BEGIN Material provided
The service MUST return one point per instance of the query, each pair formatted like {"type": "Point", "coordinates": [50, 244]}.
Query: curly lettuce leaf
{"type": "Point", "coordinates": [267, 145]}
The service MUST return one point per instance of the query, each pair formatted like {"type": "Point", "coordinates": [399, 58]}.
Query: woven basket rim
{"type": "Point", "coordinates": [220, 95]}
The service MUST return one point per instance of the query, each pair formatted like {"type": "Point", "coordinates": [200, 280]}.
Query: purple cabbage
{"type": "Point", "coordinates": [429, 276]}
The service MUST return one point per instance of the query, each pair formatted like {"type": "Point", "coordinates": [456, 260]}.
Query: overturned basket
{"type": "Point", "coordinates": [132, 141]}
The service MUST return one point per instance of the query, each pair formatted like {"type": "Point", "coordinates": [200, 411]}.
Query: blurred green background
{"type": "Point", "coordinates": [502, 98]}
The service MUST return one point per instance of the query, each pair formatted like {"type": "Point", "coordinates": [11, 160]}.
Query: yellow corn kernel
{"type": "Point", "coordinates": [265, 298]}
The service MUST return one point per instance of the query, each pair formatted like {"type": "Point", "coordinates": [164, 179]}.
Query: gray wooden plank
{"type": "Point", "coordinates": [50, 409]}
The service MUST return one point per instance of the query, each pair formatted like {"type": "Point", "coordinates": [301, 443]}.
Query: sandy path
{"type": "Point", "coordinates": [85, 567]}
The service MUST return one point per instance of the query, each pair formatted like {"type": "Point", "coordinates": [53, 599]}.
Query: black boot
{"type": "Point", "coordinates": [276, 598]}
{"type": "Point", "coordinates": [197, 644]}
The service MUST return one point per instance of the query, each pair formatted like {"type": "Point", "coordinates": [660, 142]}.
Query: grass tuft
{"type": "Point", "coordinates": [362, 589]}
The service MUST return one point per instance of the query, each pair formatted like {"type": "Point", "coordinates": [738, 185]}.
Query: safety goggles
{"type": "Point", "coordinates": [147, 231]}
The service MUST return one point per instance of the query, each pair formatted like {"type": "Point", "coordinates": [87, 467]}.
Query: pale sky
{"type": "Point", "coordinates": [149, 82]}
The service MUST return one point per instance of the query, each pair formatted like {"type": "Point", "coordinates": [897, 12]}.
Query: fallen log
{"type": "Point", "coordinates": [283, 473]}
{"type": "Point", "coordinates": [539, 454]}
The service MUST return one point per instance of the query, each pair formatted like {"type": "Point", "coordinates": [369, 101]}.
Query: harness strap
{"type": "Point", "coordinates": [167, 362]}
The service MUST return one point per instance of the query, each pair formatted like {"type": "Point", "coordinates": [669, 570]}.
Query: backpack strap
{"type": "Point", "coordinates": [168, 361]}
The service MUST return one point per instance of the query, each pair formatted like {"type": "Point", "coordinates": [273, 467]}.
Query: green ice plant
END Material provided
What this task involves | The lines above should be duplicated exactly.

Completed task |
The service MUST return one point per instance of the query, each pair formatted like {"type": "Point", "coordinates": [50, 244]}.
Query: curly lettuce leaf
{"type": "Point", "coordinates": [267, 145]}
The service MUST return one point per instance of the query, each pair formatted like {"type": "Point", "coordinates": [399, 58]}.
Query: woven basket rim
{"type": "Point", "coordinates": [220, 95]}
The service MUST return one point per instance of the query, each pair formatted like {"type": "Point", "coordinates": [200, 280]}.
Query: purple cabbage
{"type": "Point", "coordinates": [429, 276]}
The service MUST return one point per instance of the query, each pair formatted like {"type": "Point", "coordinates": [456, 260]}.
Query: overturned basket
{"type": "Point", "coordinates": [132, 141]}
The service MUST return one point per instance of the query, each pair formatted like {"type": "Point", "coordinates": [200, 411]}.
Query: blurred green background
{"type": "Point", "coordinates": [502, 98]}
The service MUST return one point per instance of the query, each pair formatted like {"type": "Point", "coordinates": [11, 160]}.
Query: yellow corn kernel
{"type": "Point", "coordinates": [265, 298]}
The service MUST return one point per instance of the query, each pair formatted like {"type": "Point", "coordinates": [164, 179]}.
Query: gray wooden plank
{"type": "Point", "coordinates": [50, 409]}
The service MUST return one point per instance of the query, each pair formatted like {"type": "Point", "coordinates": [301, 443]}.
Query: sandy path
{"type": "Point", "coordinates": [85, 567]}
The service MUST return one point per instance of the query, each pair formatted like {"type": "Point", "coordinates": [53, 599]}.
Query: black boot
{"type": "Point", "coordinates": [276, 598]}
{"type": "Point", "coordinates": [197, 644]}
The service MUST return one point per instance of the query, each pair formatted like {"type": "Point", "coordinates": [660, 142]}.
Query: grass tuft
{"type": "Point", "coordinates": [362, 589]}
The service MUST return one point per instance of the query, each pair formatted like {"type": "Point", "coordinates": [738, 185]}.
Query: safety goggles
{"type": "Point", "coordinates": [147, 231]}
The service MUST return one point per instance of the query, each pair formatted like {"type": "Point", "coordinates": [87, 467]}.
Query: pale sky
{"type": "Point", "coordinates": [149, 82]}
The service MUST return one point per instance of the query, each pair formatted like {"type": "Point", "coordinates": [897, 12]}.
Query: fallen log
{"type": "Point", "coordinates": [283, 473]}
{"type": "Point", "coordinates": [539, 454]}
The service MUST return one point per instance of the query, each pair formatted like {"type": "Point", "coordinates": [369, 101]}.
Query: harness strap
{"type": "Point", "coordinates": [167, 362]}
The service MUST return one point per instance of the query, each pair formatted like {"type": "Point", "coordinates": [669, 570]}.
Query: backpack strap
{"type": "Point", "coordinates": [168, 361]}
The service MUST return one point per instance of the query, each pair formatted like {"type": "Point", "coordinates": [273, 467]}.
Query: green ice plant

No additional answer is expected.